### Исходный текст
────────
Как известно, важную роль в сюжетно-смысловой структуре романа М. Шолохова «Тихий Дон» играет история политико-идеологических метаний главного героя — Григория Мелехова, который колеблется между красными и белыми. На протяжении большей части произведения Мелехов мечется из стороны в сторону, не в силах обрести надежные и прочные мировоззренческие ориентиры. Сам Григорий, уподобляя себя метели, «блукающей» в степи[1], склонен воспринимать собственную непоследовательность в качестве некоего изъяна, он завидует таким своим сверстникам, как Евгений Листницкий и Михаил Кошевой, которые не знали сомнений и колебаний: первый всегда был верен принципам монархизма, а второй неукоснительно шел за большевиками. Мелехов считает причиной своих метаний невежество: якобы ему не хватило знаний, образованности, чтобы сориентироваться в сложной социально-исторической обстановке. «…Ничего я не понимаю… Мне трудно в этом разобраться… Блукаю я…» (3, 187), — так характеризует Григорий проблемы, мешающие ему сделать правильный выбор. С точки зрения Григория, образованные «господа» манипулируют простыми людьми, подобными ему, пользуясь их невежеством: «Спутали нас ученые люди… Господа спутали… Стреножили жизню и нашими руками вершат свои дела» (4, 233). Однако такие объяснения не в полной мере убеждают читателя — из содержания произведения явствует, что незыблемость политических убеждений отнюдь не всегда бывает обусловлена ученостью и информированностью. И в самом деле: вышеупомянутый «ортодокс» Мишка Кошевой получил такое же образование, как Григорий, а убежденный сторонник белых Митька Коршунов еще безграмотнее; не блещут энциклопедическими познаниями ни твердокаменный коммунист Бунчук, ни горячий ненавистник большевизма есаул Калмыков.
────────
### Задание 1
Ответьте по исходному тексту:
(а) С чем сравнивает себя Григорий Мелехов?
(б) Каким своим сверстникам завидует Григорий?
(в) Кто из персонажей назван еще безграмотнее Григория?
────────
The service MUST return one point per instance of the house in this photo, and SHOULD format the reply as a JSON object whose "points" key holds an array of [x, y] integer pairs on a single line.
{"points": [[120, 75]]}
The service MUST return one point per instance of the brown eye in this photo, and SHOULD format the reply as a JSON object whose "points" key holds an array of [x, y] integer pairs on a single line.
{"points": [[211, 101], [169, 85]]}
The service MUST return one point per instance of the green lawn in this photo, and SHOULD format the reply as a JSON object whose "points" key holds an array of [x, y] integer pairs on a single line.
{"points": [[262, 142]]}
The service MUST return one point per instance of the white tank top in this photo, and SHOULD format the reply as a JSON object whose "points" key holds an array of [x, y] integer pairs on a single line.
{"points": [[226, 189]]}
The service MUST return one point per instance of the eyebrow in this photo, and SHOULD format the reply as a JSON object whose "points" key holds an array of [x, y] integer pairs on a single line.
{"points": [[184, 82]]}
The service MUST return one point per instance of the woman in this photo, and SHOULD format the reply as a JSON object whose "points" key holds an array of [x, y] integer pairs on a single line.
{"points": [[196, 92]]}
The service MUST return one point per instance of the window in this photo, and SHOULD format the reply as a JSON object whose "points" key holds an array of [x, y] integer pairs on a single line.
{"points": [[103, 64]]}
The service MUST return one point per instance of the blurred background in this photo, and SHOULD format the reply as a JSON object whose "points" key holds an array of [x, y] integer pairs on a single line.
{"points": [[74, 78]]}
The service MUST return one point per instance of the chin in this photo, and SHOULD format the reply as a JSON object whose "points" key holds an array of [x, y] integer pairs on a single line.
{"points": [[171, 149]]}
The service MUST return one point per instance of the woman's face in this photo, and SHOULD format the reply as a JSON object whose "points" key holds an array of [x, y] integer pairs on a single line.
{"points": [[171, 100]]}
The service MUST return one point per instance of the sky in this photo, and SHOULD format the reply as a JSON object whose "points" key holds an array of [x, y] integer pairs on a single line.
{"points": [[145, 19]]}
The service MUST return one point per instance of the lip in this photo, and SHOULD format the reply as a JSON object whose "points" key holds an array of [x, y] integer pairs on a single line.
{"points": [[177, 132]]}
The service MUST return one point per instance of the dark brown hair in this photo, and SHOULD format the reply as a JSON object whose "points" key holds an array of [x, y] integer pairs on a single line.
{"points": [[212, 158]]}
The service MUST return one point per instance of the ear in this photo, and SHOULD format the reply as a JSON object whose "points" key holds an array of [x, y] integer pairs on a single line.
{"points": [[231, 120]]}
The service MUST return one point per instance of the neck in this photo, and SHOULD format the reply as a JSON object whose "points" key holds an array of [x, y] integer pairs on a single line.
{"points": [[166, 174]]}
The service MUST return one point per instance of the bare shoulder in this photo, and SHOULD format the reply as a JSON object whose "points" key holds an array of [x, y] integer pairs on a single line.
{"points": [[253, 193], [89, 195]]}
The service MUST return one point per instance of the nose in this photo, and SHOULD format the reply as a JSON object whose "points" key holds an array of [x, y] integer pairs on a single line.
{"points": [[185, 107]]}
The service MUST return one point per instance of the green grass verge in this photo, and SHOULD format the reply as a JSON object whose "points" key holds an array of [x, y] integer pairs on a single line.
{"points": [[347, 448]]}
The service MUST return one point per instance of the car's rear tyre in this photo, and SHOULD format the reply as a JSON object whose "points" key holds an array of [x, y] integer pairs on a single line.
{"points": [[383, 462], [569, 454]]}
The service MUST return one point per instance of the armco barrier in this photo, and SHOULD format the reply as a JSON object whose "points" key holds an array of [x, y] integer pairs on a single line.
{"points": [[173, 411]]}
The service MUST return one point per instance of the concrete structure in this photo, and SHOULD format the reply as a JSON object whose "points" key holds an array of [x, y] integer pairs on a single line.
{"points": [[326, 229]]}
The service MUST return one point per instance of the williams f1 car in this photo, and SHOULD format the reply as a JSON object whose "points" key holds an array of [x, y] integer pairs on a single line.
────────
### Задание 2
Покажите полностью каждую строку записей, в которой встречается слово «brown».

### Ожидаемый ответ 1
(а) С метелью, «блукающей» в степи.
(б) Евгению Листницкому и Михаилу Кошевому.
(в) Митька Коршунов.

### Ожидаемый ответ 2
The service MUST return one point per instance of the brown eye in this photo, and SHOULD format the reply as a JSON object whose "points" key holds an array of [x, y] integer pairs on a single line.
The service MUST return one point per instance of the dark brown hair in this photo, and SHOULD format the reply as a JSON object whose "points" key holds an array of [x, y] integer pairs on a single line.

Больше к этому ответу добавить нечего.